(Provided records):
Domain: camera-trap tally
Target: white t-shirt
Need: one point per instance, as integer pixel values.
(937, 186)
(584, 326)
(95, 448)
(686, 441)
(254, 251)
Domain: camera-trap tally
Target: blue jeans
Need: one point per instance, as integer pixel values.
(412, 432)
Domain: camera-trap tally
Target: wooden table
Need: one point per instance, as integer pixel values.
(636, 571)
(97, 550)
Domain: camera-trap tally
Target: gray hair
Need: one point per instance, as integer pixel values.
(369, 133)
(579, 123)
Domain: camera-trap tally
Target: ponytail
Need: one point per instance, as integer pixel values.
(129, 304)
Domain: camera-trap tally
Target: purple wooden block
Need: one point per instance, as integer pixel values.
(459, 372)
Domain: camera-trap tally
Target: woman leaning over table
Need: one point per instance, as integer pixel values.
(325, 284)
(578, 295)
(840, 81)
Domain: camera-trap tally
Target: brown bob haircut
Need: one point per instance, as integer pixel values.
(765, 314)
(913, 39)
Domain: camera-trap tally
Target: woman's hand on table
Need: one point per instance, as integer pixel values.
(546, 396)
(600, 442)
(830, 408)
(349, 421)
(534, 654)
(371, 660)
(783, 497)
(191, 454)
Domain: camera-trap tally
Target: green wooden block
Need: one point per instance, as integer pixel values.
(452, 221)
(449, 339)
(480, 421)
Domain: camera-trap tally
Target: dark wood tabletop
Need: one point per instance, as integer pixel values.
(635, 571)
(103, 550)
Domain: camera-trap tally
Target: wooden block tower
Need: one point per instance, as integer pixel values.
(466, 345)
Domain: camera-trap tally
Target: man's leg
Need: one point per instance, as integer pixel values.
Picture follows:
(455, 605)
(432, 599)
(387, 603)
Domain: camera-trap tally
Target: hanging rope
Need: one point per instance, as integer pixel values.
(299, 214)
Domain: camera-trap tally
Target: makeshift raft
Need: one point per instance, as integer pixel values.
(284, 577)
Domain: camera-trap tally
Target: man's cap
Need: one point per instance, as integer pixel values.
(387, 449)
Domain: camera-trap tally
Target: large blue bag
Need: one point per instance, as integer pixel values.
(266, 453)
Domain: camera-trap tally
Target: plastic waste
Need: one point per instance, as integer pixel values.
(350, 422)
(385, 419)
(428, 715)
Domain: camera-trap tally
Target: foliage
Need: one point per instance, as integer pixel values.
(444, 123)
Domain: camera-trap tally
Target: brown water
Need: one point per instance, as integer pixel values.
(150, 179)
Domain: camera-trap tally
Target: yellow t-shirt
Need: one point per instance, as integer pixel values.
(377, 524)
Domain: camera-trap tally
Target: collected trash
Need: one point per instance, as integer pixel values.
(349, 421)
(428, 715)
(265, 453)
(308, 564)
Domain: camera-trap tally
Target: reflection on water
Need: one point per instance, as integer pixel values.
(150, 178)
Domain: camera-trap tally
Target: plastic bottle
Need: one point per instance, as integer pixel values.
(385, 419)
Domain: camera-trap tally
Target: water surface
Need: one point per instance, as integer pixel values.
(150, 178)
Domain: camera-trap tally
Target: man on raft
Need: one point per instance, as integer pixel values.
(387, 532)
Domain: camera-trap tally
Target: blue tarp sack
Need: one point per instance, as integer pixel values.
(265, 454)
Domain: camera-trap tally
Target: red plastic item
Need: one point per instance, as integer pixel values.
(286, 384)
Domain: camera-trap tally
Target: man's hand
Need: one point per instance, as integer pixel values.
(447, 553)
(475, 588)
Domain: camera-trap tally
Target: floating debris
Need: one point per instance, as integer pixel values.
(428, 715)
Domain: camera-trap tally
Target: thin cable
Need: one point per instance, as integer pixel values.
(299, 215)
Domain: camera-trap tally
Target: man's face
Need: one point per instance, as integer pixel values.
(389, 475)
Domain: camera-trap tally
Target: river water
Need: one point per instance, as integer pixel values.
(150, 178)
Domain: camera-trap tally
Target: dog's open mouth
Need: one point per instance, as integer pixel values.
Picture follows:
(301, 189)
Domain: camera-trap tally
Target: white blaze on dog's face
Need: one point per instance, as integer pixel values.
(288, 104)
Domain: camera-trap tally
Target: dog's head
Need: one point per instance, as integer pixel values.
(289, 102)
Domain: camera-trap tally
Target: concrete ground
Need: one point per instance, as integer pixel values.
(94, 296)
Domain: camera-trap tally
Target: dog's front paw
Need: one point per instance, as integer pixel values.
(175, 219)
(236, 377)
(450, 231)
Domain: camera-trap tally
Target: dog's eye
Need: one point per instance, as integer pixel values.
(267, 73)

(Exercise brief):
All entries must be given again exactly.

(Answer for this exercise):
Domain: camera-trap tally
Target: white t-shirt
Need: one point per instance, as integer pixel values.
(937, 186)
(584, 326)
(95, 448)
(686, 441)
(254, 251)
Domain: camera-trap tally
Target: blue jeans
Need: one point per instance, as integer pixel values.
(412, 432)
Domain: camera-trap tally
Target: wooden table
Need: one point per instance, as integer pixel values.
(636, 571)
(97, 550)
Domain: camera-trap tally
Target: gray hair
Need: one point per instance, as integer pixel values.
(369, 133)
(579, 123)
Domain: camera-trap tally
Target: ponytail
Need: one point per instance, as integer pixel values.
(129, 304)
Domain: camera-trap tally
Target: purple wooden block
Need: one point per instance, as integer pixel values.
(459, 372)
Domain: camera-trap tally
Target: woman leaning over table
Need: one point per instance, as integer pixel values.
(325, 284)
(578, 295)
(840, 81)
Domain: camera-trap tally
Target: brown bob haircut
Need: one point per instance, as integer pixel values.
(765, 314)
(913, 39)
Domain: camera-trap tally
Target: woman's hand on table
Need: one point per instance, as integer pixel values.
(546, 396)
(600, 442)
(830, 408)
(349, 421)
(534, 654)
(371, 660)
(783, 497)
(191, 454)
Domain: camera-trap tally
Target: green wooden block
Need: one point per instance, as integer pixel values.
(452, 221)
(449, 339)
(480, 421)
Domain: camera-trap tally
Target: dark wood tabletop
Need: one point per instance, as integer pixel values.
(635, 571)
(103, 550)
Domain: camera-trap tally
Target: wooden block tower
Need: one point per instance, as integer pixel values.
(466, 345)
Domain: camera-trap tally
Target: man's leg
Need: one point per instance, as integer pixel values.
Picture follows:
(455, 605)
(432, 599)
(387, 603)
Domain: camera-trap tally
Target: hanging rope
Need: one point per instance, as integer pixel values.
(299, 214)
Domain: camera-trap tally
Target: makeshift raft
Need: one point per instance, as integer pixel values.
(284, 577)
Domain: camera-trap tally
Target: man's cap
Need: one point per instance, as integer pixel values.
(387, 449)
Domain: camera-trap tally
Target: large blue bag
Need: one point per instance, as integer pixel values.
(266, 453)
Domain: camera-trap tally
Target: plastic waste
Need: one point per instance, as integer pixel values.
(350, 422)
(385, 419)
(428, 715)
Domain: camera-trap tally
Target: foliage
Need: one point per instance, as integer pixel values.
(444, 123)
Domain: camera-trap tally
Target: brown water
Need: one point per instance, as integer pixel values.
(150, 179)
Domain: camera-trap tally
Target: yellow t-shirt
Need: one point per instance, as integer pixel values.
(377, 524)
Domain: camera-trap tally
Target: collected trash
Need: one point per instance, as integer pixel values.
(349, 421)
(428, 715)
(265, 453)
(308, 564)
Domain: camera-trap tally
Target: reflection on water
Need: one point per instance, as integer pixel values.
(150, 178)
Domain: camera-trap tally
Target: plastic bottle
Need: one point per instance, as integer pixel values.
(385, 419)
Domain: camera-trap tally
Target: water surface
Need: one point per instance, as integer pixel values.
(150, 178)
Domain: camera-trap tally
Target: man on raft
Need: one point per instance, as integer pixel values.
(387, 532)
Domain: camera-trap tally
Target: blue tarp sack
Need: one point per instance, as integer pixel values.
(265, 454)
Domain: camera-trap tally
Target: red plastic item
Need: one point per instance, as integer pixel values.
(286, 384)
Domain: camera-trap tally
Target: man's hand
Need: one point per instance, as integer pixel values.
(447, 553)
(475, 588)
Domain: camera-trap tally
Target: floating debris
Need: one point per instance, as integer pixel values.
(428, 715)
Domain: camera-trap tally
Target: thin cable
Need: one point per instance, as integer pixel values.
(299, 215)
Domain: camera-trap tally
Target: man's face
Need: one point per instance, as integer pixel values.
(389, 475)
Domain: camera-trap tally
Target: river water
Need: one point per instance, as integer pixel values.
(150, 178)
Domain: camera-trap tally
Target: dog's open mouth
Need: one point per instance, as integer pixel values.
Picture follows:
(301, 189)
Domain: camera-trap tally
Target: white blaze on dog's face
Need: one point per instance, as integer pixel values.
(288, 104)
Domain: camera-trap tally
Target: dog's head
Need: one point per instance, as integer pixel values.
(289, 102)
Domain: camera-trap tally
Target: concrete ground
Need: one point per instance, as integer pixel values.
(94, 296)
Domain: camera-trap tally
Target: dog's front paw
Need: one point per instance, as integer pixel values.
(175, 219)
(236, 377)
(450, 231)
Domain: camera-trap tally
Target: dog's eye
Need: one point per instance, as integer pixel values.
(267, 73)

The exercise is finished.